== Point-per-instance localization data ==
● ● ● ● ●

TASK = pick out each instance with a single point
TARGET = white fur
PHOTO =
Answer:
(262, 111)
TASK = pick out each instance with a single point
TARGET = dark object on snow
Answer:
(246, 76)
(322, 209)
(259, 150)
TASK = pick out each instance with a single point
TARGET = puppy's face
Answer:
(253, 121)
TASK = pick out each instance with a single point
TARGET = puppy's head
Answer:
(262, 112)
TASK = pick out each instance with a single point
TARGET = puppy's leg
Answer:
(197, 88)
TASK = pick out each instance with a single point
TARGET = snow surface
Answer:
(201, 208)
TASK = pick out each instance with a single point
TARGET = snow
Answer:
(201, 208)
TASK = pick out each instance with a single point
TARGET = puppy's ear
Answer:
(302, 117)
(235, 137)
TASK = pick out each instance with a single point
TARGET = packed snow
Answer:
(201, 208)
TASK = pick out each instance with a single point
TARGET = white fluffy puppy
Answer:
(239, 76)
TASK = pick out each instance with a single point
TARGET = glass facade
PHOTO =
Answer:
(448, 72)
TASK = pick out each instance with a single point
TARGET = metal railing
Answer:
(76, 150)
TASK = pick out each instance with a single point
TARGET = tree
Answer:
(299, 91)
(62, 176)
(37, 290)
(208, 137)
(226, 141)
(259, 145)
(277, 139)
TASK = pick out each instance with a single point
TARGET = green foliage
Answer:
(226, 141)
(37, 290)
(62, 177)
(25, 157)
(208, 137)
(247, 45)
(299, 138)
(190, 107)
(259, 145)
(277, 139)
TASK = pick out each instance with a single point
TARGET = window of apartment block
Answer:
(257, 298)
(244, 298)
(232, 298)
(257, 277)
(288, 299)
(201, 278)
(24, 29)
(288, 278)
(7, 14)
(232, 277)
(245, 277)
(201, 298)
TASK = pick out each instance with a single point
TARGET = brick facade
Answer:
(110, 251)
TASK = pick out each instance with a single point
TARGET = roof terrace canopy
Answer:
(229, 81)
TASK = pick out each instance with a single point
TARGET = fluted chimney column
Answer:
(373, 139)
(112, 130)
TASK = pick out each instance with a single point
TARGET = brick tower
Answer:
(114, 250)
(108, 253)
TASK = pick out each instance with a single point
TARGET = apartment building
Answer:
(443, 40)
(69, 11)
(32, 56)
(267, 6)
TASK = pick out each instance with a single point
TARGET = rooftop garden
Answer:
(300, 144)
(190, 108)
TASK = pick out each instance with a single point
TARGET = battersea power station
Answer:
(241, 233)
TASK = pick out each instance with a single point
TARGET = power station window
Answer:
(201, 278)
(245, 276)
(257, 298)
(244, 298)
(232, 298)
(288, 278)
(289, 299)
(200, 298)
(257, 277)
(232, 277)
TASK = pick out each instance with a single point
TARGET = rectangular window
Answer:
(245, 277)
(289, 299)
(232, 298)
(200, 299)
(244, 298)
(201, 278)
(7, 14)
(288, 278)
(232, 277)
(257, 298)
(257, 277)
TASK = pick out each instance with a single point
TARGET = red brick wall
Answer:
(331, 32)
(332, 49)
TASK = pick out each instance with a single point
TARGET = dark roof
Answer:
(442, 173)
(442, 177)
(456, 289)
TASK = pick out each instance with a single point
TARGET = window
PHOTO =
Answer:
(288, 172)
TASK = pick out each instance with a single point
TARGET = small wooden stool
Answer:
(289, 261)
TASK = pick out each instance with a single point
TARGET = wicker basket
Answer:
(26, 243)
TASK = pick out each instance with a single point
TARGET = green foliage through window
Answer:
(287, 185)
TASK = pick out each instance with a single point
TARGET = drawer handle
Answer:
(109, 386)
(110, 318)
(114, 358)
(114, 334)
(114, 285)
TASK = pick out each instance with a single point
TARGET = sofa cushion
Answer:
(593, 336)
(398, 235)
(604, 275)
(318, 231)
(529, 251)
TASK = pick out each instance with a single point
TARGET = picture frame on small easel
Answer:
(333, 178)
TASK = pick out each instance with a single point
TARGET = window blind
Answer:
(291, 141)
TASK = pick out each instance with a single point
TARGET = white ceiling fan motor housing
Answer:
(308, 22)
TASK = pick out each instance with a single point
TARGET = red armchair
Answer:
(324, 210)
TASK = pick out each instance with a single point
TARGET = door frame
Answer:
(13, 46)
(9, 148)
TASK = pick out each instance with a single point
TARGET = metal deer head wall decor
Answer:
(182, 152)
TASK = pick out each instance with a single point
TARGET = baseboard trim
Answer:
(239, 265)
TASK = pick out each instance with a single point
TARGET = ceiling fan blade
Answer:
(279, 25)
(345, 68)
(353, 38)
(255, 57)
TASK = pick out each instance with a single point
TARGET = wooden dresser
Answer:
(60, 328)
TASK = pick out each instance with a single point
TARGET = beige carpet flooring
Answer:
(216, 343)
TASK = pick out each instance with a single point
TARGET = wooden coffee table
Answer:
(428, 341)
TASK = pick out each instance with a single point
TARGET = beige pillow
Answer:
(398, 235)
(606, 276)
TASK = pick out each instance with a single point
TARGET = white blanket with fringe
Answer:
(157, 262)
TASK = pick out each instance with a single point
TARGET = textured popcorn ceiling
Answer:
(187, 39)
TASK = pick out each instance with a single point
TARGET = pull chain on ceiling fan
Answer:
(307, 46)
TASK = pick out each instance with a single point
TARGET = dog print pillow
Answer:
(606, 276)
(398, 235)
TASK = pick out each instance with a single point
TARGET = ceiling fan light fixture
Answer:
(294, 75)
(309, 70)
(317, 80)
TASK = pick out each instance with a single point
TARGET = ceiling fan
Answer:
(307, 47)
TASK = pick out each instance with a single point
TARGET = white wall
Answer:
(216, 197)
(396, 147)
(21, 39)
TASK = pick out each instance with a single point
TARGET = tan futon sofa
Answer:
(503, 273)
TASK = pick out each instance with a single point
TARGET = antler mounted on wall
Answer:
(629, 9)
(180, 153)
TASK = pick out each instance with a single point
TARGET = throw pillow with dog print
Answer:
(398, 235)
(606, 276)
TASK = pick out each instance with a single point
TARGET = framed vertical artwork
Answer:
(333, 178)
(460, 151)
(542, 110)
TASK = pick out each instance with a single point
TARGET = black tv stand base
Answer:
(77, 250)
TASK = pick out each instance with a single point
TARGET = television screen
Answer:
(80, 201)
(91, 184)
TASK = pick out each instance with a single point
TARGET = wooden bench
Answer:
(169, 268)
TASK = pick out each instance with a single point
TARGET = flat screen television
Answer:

● ● ● ● ●

== TASK OBJECTIVE ==
Wherever the word "head" turns up in the records, copy out the line it is on.

== ANSWER TO THE PROBLEM ==
TARGET = puppy's head
TARGET = metal deer head wall decor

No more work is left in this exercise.